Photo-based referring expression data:
================

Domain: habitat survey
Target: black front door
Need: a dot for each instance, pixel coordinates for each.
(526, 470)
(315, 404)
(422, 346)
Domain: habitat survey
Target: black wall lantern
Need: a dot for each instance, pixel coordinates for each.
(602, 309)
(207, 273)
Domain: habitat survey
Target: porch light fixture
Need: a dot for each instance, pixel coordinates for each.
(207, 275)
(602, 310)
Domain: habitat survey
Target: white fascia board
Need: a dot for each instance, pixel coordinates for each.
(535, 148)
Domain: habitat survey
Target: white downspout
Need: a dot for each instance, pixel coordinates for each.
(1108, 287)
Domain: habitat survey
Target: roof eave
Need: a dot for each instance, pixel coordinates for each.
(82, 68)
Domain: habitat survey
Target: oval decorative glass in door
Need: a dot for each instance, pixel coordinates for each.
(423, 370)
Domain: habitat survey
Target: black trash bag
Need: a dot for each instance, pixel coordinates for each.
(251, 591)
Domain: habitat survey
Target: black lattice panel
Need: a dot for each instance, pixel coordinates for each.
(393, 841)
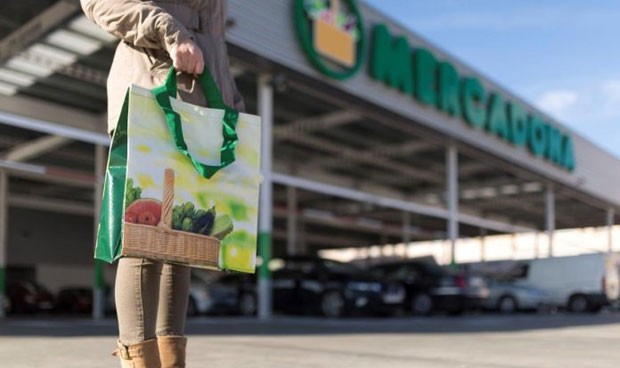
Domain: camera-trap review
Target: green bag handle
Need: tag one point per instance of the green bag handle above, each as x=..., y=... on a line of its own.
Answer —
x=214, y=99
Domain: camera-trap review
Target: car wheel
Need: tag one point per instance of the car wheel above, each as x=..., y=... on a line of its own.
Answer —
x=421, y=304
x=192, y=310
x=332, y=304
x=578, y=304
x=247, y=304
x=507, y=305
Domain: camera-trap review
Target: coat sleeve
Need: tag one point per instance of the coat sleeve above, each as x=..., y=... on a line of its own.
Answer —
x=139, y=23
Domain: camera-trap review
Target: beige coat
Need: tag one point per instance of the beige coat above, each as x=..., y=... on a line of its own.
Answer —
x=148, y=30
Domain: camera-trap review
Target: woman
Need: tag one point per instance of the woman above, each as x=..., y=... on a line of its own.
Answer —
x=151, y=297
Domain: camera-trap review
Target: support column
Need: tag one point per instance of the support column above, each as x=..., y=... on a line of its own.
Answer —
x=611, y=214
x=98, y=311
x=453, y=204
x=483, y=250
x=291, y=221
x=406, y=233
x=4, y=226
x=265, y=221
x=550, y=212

================

WHAT IS BEING ASKED:
A faithful, complete copy of the records above is required, one that contains no pictures.

EXERCISE ANSWER:
Domain: habitat survey
Target: black front door
Need: a dot for each instance, pixel coordinates for each.
(526, 470)
(315, 404)
(422, 346)
Domain: habitat survey
Target: black wall lantern
Need: a dot for each instance, pixel coordinates for each.
(602, 309)
(207, 273)
Domain: habitat survey
Target: porch light fixture
Need: a dot for each instance, pixel coordinates for each.
(207, 275)
(602, 310)
Domain: habitat survey
Target: white fascia board
Need: a dot for each instance, pixel coordinates for each.
(535, 148)
Domain: habitat survey
Target: white downspout
Need: a dot for each instance, pixel coordinates for each.
(1108, 287)
Domain: habitat survey
Target: roof eave
Need: a dot for each instance, pixel coordinates for each.
(82, 68)
Domain: habitat survey
Target: oval decorative glass in door
Need: a dot for each instance, pixel coordinates for each.
(423, 370)
Domain: habitat survey
Target: black trash bag
Need: a dot for each instance, pixel coordinates for each.
(251, 591)
Domain: habitat survey
Target: black lattice panel
Need: a dot for each instance, pixel coordinates for each.
(393, 841)
Domain: camera-trap review
Target: green bag handle
Need: tag one point per instance of the green bag handle above, each as x=..., y=... on a line of its own.
Answer —
x=214, y=99
Domain: camera-trap review
Target: car wheel
Need: tag one point per instance of the car wheel above, each as x=..., y=... on a line of its own.
Answer —
x=421, y=304
x=192, y=310
x=332, y=304
x=578, y=304
x=247, y=304
x=507, y=305
Domain: camera-trap review
Target: coat sleeve
Need: tag one point per instance of the coat sleeve above, each as x=..., y=... on a line of its own.
Answer —
x=139, y=23
Domain: camera-trap review
Target: beige coat
Need: tag one point per instance of the beige coat above, each as x=..., y=... on a line of its own.
Answer —
x=148, y=30
Domain: camera-trap review
Target: woman
Need: tag one point per instance of the woman above, each as x=..., y=... on a line of its own.
Answer —
x=151, y=297
Domain: camera-trap review
Target: support column
Need: tag one point per instance of the support column above, each as x=..., y=... on a line of its own.
Answer —
x=611, y=214
x=98, y=311
x=453, y=204
x=483, y=250
x=291, y=221
x=406, y=233
x=4, y=226
x=265, y=221
x=550, y=212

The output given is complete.